Description of the task: Give back the full data, unchanged and complete.

Available data:
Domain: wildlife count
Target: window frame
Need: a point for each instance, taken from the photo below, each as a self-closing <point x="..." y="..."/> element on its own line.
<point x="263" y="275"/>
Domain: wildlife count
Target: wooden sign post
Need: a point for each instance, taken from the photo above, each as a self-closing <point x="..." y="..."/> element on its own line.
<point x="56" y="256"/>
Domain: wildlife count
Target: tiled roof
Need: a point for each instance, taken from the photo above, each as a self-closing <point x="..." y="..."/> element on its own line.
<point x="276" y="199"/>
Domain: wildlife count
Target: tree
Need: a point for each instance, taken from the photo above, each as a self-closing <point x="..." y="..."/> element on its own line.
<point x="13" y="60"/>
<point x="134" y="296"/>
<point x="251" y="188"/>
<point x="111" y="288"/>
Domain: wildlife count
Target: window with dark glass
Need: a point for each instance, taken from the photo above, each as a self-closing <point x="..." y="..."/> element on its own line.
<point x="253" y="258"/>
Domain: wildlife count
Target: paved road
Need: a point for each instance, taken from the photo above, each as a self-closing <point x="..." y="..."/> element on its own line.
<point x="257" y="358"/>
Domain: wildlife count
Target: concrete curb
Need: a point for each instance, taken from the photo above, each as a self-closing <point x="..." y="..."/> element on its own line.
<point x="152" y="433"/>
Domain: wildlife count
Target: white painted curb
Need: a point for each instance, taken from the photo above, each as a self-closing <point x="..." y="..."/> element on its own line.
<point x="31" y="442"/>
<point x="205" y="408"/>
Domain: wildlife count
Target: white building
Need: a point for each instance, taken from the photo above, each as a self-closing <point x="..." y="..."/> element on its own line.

Solution below:
Domain: wildlife count
Target: window frame
Need: a point for each instance, taken from the photo below, each as a self-closing <point x="..." y="..."/> element on its own line.
<point x="263" y="275"/>
Domain: wildlife count
Target: wooden sign post
Need: a point for each instance, taken from the photo above, each as a self-closing <point x="..." y="..."/> element on its own line.
<point x="56" y="256"/>
Domain: wildlife count
Target: tiled roof
Need: a point for each instance, taken from the photo above, each as a self-closing <point x="..." y="..."/> element on its own line.
<point x="276" y="199"/>
Domain: wildlife count
Target: tree
Need: a point for each instance, taken from the photo above, each as a self-closing <point x="..." y="..."/> element on its own line.
<point x="13" y="60"/>
<point x="134" y="296"/>
<point x="251" y="188"/>
<point x="111" y="288"/>
Domain: wildlife count
Target: window with dark glass
Need: a point for each instance, taken from the photo above, each as a self-closing <point x="..." y="..."/> element on its own line.
<point x="253" y="258"/>
Domain: wildlife count
Target: paved road
Need: a point for each instance, taken from the photo above, each as a self-closing <point x="..." y="..."/> element on its own line.
<point x="257" y="358"/>
Domain: wildlife count
Target: concrete curb
Need: a point for each instance, taken from the photo above, each as a self-closing <point x="..." y="..."/> element on its own line.
<point x="152" y="433"/>
Domain: wildlife count
Target: white painted curb
Need: a point for each instance, taken from the photo above, each as a self-closing <point x="..." y="..."/> element on its own line.
<point x="31" y="442"/>
<point x="205" y="408"/>
Domain: wildlife count
Target: white building
Need: a point for each instance, taken from the photo above, each as a self-closing <point x="..." y="..."/> element on its own line.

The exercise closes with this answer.